◆ DOCUMENT TEXT:
- - - - -

Local Testing: gVisor on kind (Intel Mac / No KVM)

This path validates the Agent Sandbox workflow without requiring KVM. Useful for development on Intel Macs or any system without nested virtualization.

Prerequisites

  • Docker Desktop running
  • kubectl configured
  • kind installed (brew install kind)

Step 1: Download gVisor Binaries

# Create directory for gVisor binaries
mkdir -p /tmp/gvisor

# Download runsc (gVisor runtime)
curl -sL https://storage.googleapis.com/gvisor/releases/release/latest/x86_64/runsc \
  -o /tmp/gvisor/runsc
chmod +x /tmp/gvisor/runsc

# Download containerd shim
curl -sL https://storage.googleapis.com/gvisor/releases/release/latest/x86_64/containerd-shim-runsc-v1 \
  -o /tmp/gvisor/containerd-shim-runsc-v1
chmod +x /tmp/gvisor/containerd-shim-runsc-v1

Step 2: Create kind Cluster

# Create kind config
cat > /tmp/kind-gvisor.yaml << 'EOF'
kind: Cluster
apiVersion: kind.x-k8s.io/v1alpha4
nodes:
- role: control-plane
  extraMounts:
  - hostPath: /tmp/gvisor
    containerPath: /opt/gvisor
EOF

# Create cluster
kind create cluster --name agent-sandbox-test --config /tmp/kind-gvisor.yaml

Step 3: Install gVisor in kind Node

# Copy binaries into the kind node
docker cp /tmp/gvisor/runsc agent-sandbox-test-control-plane:/usr/local/bin/runsc
docker cp /tmp/gvisor/containerd-shim-runsc-v1 agent-sandbox-test-control-plane:/usr/local/bin/containerd-shim-runsc-v1

# Configure containerd to use gVisor
docker exec agent-sandbox-test-control-plane bash -c '
cat >> /etc/containerd/config.toml << EOF

[plugins."io.containerd.grpc.v1.cri".containerd.runtimes.runsc]
  runtime_type = "io.containerd.runsc.v1"
EOF
'

# Restart containerd
docker exec agent-sandbox-test-control-plane systemctl restart containerd

# Create RuntimeClass
kubectl apply -f - << 'EOF'
apiVersion: node.k8s.io/v1
kind: RuntimeClass
metadata:
  name: gvisor
handler: runsc
EOF

Step 4: Install Agent Sandbox

# Install Agent Sandbox CRDs and controller
kubectl apply -f https://github.com/kubernetes-sigs/agent-sandbox/releases/download/v0.1.0/manifest.yaml

# Wait for controller to be ready
kubectl wait --for=condition=Ready pod -l app=agent-sandbox-controller \
  -n agent-sandbox-system --timeout=120s

Step 5: Create Test Sandbox

kubectl apply -f - << 'EOF'
apiVersion: agents.x-k8s.io/v1alpha1
kind: Sandbox
metadata:
  name: gvisor-test
spec:
  podTemplate:
    spec:
      runtimeClassName: gvisor
      containers:
      - name: agent
        image: busybox:latest
        command: ["sleep", "infinity"]
EOF

# Watch for Ready status
kubectl wait --for=condition=Ready sandbox/gvisor-test --timeout=60s

Step 6: Verify gVisor Isolation

# Confirm runtimeClassName
kubectl get pod gvisor-test -o jsonpath='{.spec.runtimeClassName}'
# Output: gvisor

# Verify gVisor kernel (look for "Starting gVisor...")

- - - - -

◆ STATED EXERCISE A:
In the gVisor-on-kind guide:
(i) What command does the prerequisites list give for installing kind?
(ii) What name is the kind cluster created with?
(iii) Which container image does the test sandbox run?

◆ Data items:
- - - - -

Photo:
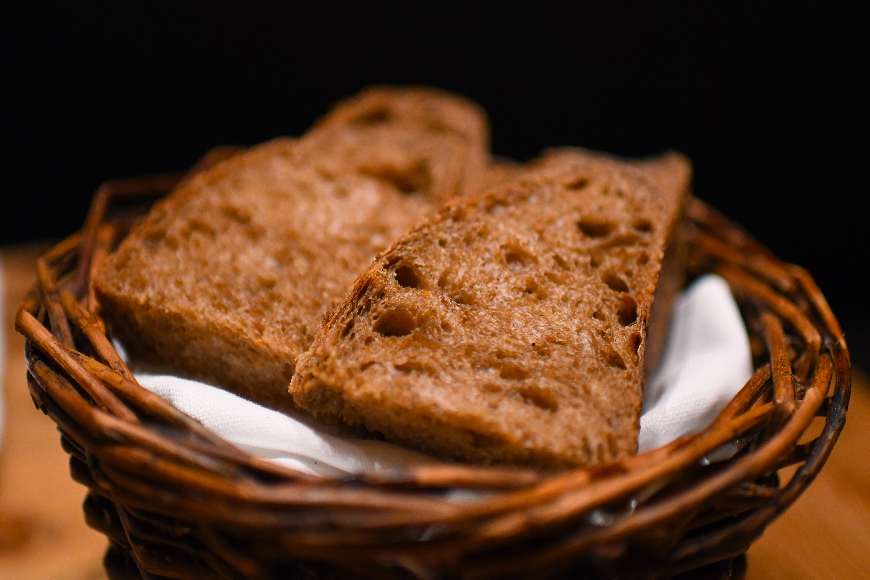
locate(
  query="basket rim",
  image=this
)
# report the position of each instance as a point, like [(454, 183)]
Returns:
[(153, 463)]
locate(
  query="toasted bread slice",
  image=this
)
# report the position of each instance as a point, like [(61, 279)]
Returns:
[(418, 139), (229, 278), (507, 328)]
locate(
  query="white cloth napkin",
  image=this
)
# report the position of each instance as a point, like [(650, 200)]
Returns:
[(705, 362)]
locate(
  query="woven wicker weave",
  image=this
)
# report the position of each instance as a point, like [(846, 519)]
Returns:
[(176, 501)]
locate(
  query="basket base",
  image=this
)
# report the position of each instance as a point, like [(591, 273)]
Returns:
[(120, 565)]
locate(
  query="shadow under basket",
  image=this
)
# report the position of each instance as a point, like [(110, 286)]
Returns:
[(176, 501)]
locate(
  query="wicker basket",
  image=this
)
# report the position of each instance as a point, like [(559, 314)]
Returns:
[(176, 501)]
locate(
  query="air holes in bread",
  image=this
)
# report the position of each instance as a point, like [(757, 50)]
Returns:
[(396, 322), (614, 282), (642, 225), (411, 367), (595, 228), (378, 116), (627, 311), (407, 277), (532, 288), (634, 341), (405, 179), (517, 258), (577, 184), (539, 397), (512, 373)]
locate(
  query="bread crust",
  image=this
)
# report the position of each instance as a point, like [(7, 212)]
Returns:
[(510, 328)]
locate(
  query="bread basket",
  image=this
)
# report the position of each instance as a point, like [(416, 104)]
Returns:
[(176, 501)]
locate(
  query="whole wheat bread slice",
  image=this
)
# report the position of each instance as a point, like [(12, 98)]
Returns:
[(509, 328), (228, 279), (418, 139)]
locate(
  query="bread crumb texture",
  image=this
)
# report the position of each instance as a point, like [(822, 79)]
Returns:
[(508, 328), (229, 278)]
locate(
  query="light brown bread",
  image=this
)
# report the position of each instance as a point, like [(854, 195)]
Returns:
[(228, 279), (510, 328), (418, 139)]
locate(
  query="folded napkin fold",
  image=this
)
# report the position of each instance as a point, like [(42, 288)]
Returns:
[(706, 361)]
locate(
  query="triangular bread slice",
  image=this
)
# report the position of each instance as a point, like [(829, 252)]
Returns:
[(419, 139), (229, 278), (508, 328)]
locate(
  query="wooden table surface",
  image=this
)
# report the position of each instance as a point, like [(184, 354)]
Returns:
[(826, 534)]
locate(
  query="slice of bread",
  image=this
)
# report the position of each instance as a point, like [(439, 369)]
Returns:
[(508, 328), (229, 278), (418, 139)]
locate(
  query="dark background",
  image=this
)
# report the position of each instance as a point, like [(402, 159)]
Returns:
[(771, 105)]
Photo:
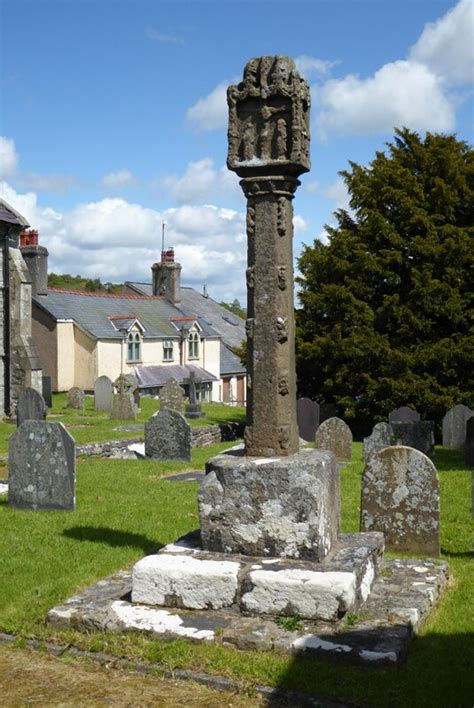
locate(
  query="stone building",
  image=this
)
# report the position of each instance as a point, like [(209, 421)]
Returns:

- - - - -

◆ STATED EXERCISE B: Can you rescale the records from their first line through the line containing "[(705, 362)]", both ends included? Write out every line in that span, requests included. Multiply each point coordinate in the answers by 1.65 and round to whole numbers, halves up. Leave the sample points in the requests unchanged, and leave the pictures out.

◆ TASK RESULT A:
(i) brew install kind
(ii) agent-sandbox-test
(iii) busybox:latest

◆ TASK RESULT B:
Photo:
locate(
  query="basket rim",
  image=this
)
# report the position of each instance as a point, like [(454, 183)]
Returns:
[(252, 764)]
locate(
  query="toasted bread slice",
  image=this
)
# report the position of each instance as a point, like [(61, 279)]
Returns:
[(690, 229), (378, 459), (837, 541)]
locate(
  query="white cloth napkin",
  image=this
)
# report the position of each instance as a point, like [(650, 200)]
Returns:
[(1163, 597)]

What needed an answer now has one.